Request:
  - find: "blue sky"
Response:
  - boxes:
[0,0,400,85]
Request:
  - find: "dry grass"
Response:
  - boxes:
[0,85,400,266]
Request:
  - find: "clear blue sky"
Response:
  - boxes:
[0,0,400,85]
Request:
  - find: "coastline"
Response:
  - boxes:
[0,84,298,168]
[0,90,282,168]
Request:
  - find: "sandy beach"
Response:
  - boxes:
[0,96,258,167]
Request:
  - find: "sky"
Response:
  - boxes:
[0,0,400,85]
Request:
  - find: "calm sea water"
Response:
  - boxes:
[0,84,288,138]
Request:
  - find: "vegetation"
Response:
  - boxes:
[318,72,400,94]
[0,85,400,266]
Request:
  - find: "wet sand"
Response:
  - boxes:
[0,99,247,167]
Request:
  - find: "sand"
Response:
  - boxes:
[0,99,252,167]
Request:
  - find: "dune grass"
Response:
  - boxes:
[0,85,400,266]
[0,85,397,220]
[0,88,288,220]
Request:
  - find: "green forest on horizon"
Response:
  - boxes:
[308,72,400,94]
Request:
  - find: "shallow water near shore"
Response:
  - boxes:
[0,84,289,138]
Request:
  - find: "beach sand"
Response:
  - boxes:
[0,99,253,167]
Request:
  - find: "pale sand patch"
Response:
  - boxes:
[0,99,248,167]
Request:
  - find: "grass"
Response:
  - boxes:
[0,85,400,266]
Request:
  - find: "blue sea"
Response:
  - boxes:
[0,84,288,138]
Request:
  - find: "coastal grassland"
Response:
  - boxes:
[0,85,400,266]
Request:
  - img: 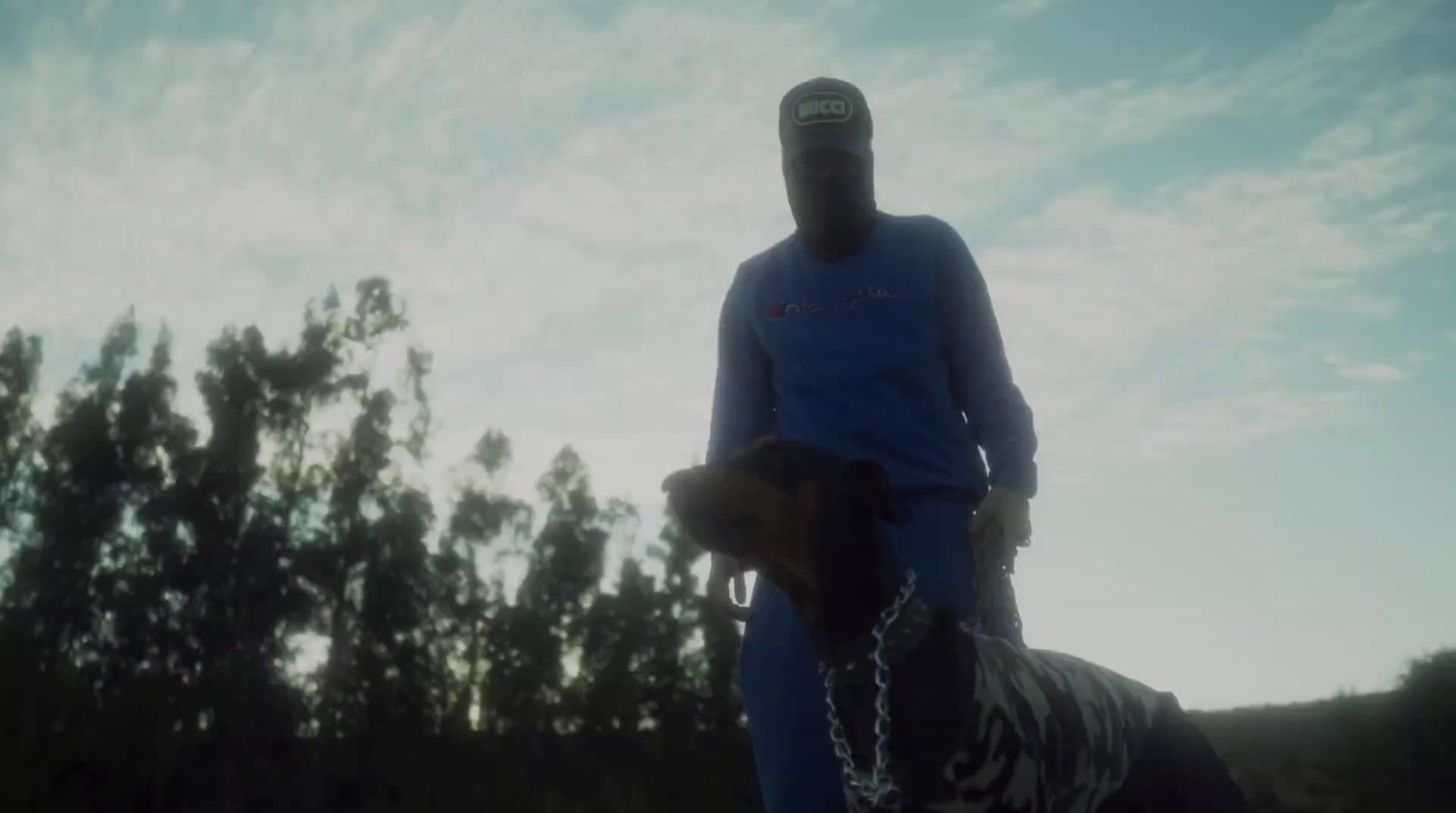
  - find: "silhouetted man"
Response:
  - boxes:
[706,77,1036,813]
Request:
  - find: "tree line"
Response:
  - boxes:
[0,279,755,811]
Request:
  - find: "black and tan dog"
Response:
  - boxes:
[662,439,1245,813]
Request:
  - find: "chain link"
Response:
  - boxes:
[821,571,915,811]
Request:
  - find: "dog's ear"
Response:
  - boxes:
[844,461,910,524]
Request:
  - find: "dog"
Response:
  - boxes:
[662,439,1247,813]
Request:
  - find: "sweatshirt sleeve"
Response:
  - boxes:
[936,224,1036,498]
[706,264,774,465]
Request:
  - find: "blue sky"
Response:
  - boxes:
[0,0,1456,708]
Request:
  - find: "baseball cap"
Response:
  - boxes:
[779,76,874,158]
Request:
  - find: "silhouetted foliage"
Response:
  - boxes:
[0,279,753,811]
[0,279,1456,813]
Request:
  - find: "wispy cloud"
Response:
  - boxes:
[0,2,1453,498]
[1000,0,1067,19]
[1325,352,1405,384]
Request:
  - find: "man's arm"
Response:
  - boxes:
[706,265,774,465]
[936,224,1036,498]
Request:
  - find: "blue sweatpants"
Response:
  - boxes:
[738,493,976,813]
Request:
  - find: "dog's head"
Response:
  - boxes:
[662,439,905,649]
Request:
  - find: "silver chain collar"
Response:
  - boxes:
[820,571,915,811]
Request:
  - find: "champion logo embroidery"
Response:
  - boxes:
[794,90,854,127]
[769,287,895,319]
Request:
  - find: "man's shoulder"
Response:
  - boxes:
[879,211,959,240]
[738,235,794,274]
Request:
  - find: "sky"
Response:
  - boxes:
[0,0,1456,708]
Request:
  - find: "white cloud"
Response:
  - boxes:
[0,2,1453,510]
[1325,352,1405,384]
[1000,0,1066,17]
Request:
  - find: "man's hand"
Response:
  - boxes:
[708,554,748,621]
[971,485,1031,546]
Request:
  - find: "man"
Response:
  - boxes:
[706,77,1036,813]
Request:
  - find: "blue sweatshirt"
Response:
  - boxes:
[706,213,1036,498]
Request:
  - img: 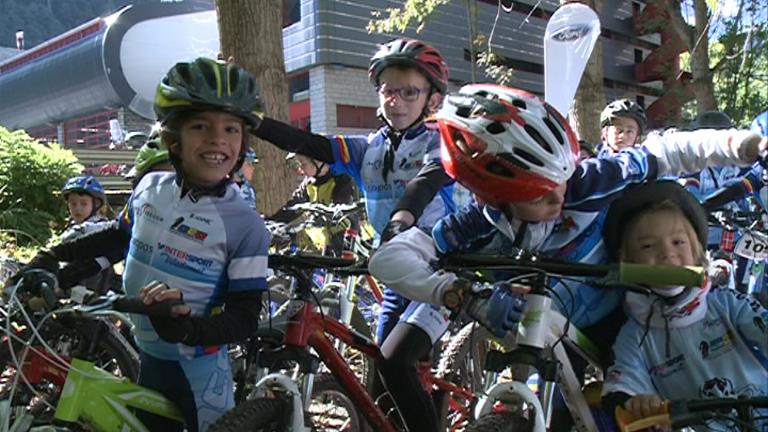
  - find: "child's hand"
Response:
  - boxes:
[624,395,664,418]
[139,281,192,317]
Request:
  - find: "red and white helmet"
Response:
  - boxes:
[436,84,579,203]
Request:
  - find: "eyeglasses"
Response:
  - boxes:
[376,86,429,102]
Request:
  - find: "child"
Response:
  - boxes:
[20,58,269,431]
[369,84,766,431]
[268,153,359,256]
[235,148,259,210]
[597,99,646,157]
[603,181,768,430]
[255,38,454,342]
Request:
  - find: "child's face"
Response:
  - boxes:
[623,210,698,266]
[379,67,440,130]
[602,117,640,151]
[67,192,93,223]
[509,183,566,222]
[172,111,245,186]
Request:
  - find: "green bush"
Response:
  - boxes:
[0,127,83,246]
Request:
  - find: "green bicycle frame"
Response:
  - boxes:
[54,358,184,432]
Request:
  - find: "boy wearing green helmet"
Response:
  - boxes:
[19,58,270,431]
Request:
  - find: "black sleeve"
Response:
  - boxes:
[331,174,355,204]
[393,163,453,220]
[701,182,747,212]
[254,117,333,163]
[184,291,264,346]
[50,223,131,262]
[267,179,309,223]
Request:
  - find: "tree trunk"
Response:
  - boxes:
[667,0,717,113]
[216,0,296,214]
[568,0,606,146]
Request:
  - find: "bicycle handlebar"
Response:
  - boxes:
[441,252,706,286]
[615,396,768,432]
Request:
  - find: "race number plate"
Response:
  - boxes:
[734,231,768,260]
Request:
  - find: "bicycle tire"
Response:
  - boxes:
[309,374,368,432]
[465,412,533,432]
[208,398,290,432]
[435,323,492,391]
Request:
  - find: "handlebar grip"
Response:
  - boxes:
[112,296,182,318]
[619,263,706,286]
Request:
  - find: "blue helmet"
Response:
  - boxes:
[751,110,768,136]
[61,175,107,211]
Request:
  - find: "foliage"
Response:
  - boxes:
[366,0,448,33]
[0,127,83,246]
[0,0,158,48]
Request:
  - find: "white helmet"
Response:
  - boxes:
[436,84,579,203]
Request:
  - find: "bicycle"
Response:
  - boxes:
[616,396,768,432]
[211,255,474,432]
[0,271,139,428]
[428,251,704,432]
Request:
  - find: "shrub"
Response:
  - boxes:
[0,127,83,246]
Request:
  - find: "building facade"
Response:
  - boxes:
[0,0,661,148]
◆ ◆ ◆
Reproduce all of the data exactly; the pictures do not belong in the copy.

The output
Request:
  - find: "blue sky"
Response:
  - boxes:
[0,0,400,85]
Request:
  - find: "dry grass"
Response:
  - boxes:
[0,85,400,266]
Request:
  - find: "clear blue sky"
Response:
  - boxes:
[0,0,400,85]
Request:
  - find: "coastline"
Response:
  - boxes:
[0,84,298,168]
[0,90,282,168]
Request:
  - find: "sandy beach"
Response:
  - boxes:
[0,96,258,167]
Request:
  - find: "sky"
Response:
  - boxes:
[0,0,400,85]
Request:
  - find: "calm sea water"
Response:
  - boxes:
[0,84,288,138]
Request:
  - find: "vegetation"
Response:
  - boxes:
[318,72,400,94]
[0,85,400,266]
Request:
  - find: "wet sand"
Response:
  - boxes:
[0,99,247,167]
Request:
  - find: "sand"
Response:
  - boxes:
[0,99,252,167]
Request:
  - find: "dune grass"
Response:
  - boxes:
[0,85,400,266]
[0,85,397,220]
[0,88,288,220]
Request:
  - find: "green forest on horizon"
Response:
  - boxes:
[308,72,400,94]
Request:
  - find: "shallow water near shore"
Response:
  - boxes:
[0,84,289,138]
Request:
  - find: "beach sand"
Response:
  - boxes:
[0,99,253,167]
Request:
  - find: "pale sand patch"
Response:
  - boxes:
[0,99,248,167]
Request:
  - find: "grass"
Response:
  - boxes:
[0,85,400,266]
Request:
  - find: "blue sea"
Response:
  - boxes:
[0,84,288,138]
Request:
  - find: "coastal grassland"
Response:
  - boxes:
[0,85,400,266]
Request:
  - img: 
  - find: "silhouetted man"
Response:
  - boxes:
[706,77,1036,813]
Request:
  - find: "tree line"
Response:
  - boxes:
[0,279,755,811]
Request:
  - find: "black and tan dog"
Response:
  - boxes:
[662,439,1245,813]
Request:
  - find: "chain link"
Response:
  - boxes:
[821,571,915,811]
Request:
  - find: "dog's ear"
Response:
  - boxes:
[844,461,910,524]
Request:
  - find: "dog"
Response:
  - boxes:
[662,439,1247,813]
Request:
  - find: "sweatshirt sleeve"
Response:
  - boxes:
[936,224,1036,498]
[706,264,774,465]
Request:
  - find: "blue sky"
Response:
  - boxes:
[0,0,1456,708]
Request:
  - find: "baseball cap"
Response:
  - boxes:
[779,76,874,158]
Request:
  - find: "silhouetted foliage"
Response:
  - boxes:
[0,279,753,811]
[0,279,1456,813]
Request:
  - find: "wispy cloud"
Response:
  - boxes:
[0,2,1453,498]
[1000,0,1067,19]
[1325,352,1405,384]
Request:
  - find: "man's arm"
Response:
  - boxes:
[706,265,774,465]
[936,224,1036,498]
Request:
  - find: "blue sweatpants"
Response:
  - boxes:
[738,493,976,813]
Request:
  - find: "dog's head"
Response:
  - boxes:
[662,439,905,649]
Request:
  - find: "silver chain collar"
Response:
  - boxes:
[820,571,915,811]
Request:
  - find: "champion logo embroidery"
Response:
  - boxes:
[794,90,854,127]
[769,287,895,319]
Request:
  - find: "man's shoulder"
Response:
  - boxes:
[879,211,959,240]
[738,235,794,274]
Request:
  - find: "sky"
Response:
  - boxes:
[0,0,1456,708]
Request:
  - find: "white cloud"
Response:
  - boxes:
[0,2,1453,510]
[1325,352,1405,384]
[1000,0,1066,17]
Request:
  - find: "man's hand"
Response:
  - boxes:
[708,554,748,621]
[971,485,1031,546]
Request:
  - find: "man"
Response:
  - boxes:
[706,77,1036,813]
Request:
  - find: "blue sweatshirt"
Response:
  - boxes:
[706,213,1036,498]
Request:
  - img: 
  - find: "child's hand"
Response:
  - boxes:
[624,395,664,418]
[139,281,192,317]
Request:
  - find: "red and white helmet"
Response:
  - boxes:
[436,84,579,203]
Request:
  - find: "eyeglasses"
Response:
  - boxes:
[376,86,429,102]
Request:
  - find: "child"
Response:
  - boxes:
[20,58,269,431]
[369,84,766,431]
[268,153,359,256]
[235,148,259,210]
[597,99,646,157]
[603,181,768,430]
[255,38,454,342]
Request:
  - find: "child's face"
Response:
  - boxes:
[623,210,698,266]
[379,67,440,130]
[602,117,640,151]
[67,192,93,223]
[509,183,566,222]
[172,111,245,186]
Request:
  - find: "green bush"
Response:
  - boxes:
[0,127,83,246]
Request:
  - find: "green bicycle frame"
Response:
  - boxes:
[54,358,184,432]
Request:
  - find: "boy wearing green helmet"
Response:
  - boxes:
[19,58,270,431]
Request:
  - find: "black sleeve"
Response:
  - boxes:
[331,174,355,204]
[393,163,453,220]
[701,182,747,212]
[254,117,333,163]
[184,291,264,346]
[50,223,131,262]
[267,179,309,223]
Request:
  - find: "tree trunk"
Response:
  - boxes:
[667,0,717,113]
[216,0,296,214]
[568,0,606,146]
Request:
  - find: "bicycle handlebar"
Response:
  - boxes:
[441,252,706,286]
[615,396,768,432]
Request:
  - find: "race number plate"
Response:
  - boxes:
[734,231,768,260]
Request:
  - find: "bicycle tire"
Response:
  - boxes:
[309,374,368,432]
[465,412,533,432]
[208,398,290,432]
[435,323,492,391]
Request:
  - find: "handlebar grip"
Response:
  - boxes:
[112,296,182,318]
[619,263,706,286]
Request:
  - find: "blue helmet"
Response:
  - boxes:
[751,110,768,136]
[61,175,107,211]
Request:
  - find: "foliage"
Response:
  - boxes:
[366,0,448,33]
[0,127,83,246]
[0,0,158,48]
Request:
  - find: "white helmet"
Response:
  - boxes:
[436,84,579,203]
Request:
  - find: "bicycle"
Response:
  - boxes:
[616,396,768,432]
[211,255,474,432]
[0,271,139,428]
[428,251,704,432]
Request:
  - find: "shrub"
Response:
  - boxes:
[0,127,83,246]
Request:
  - find: "building facade"
Response:
  - boxes:
[0,0,661,148]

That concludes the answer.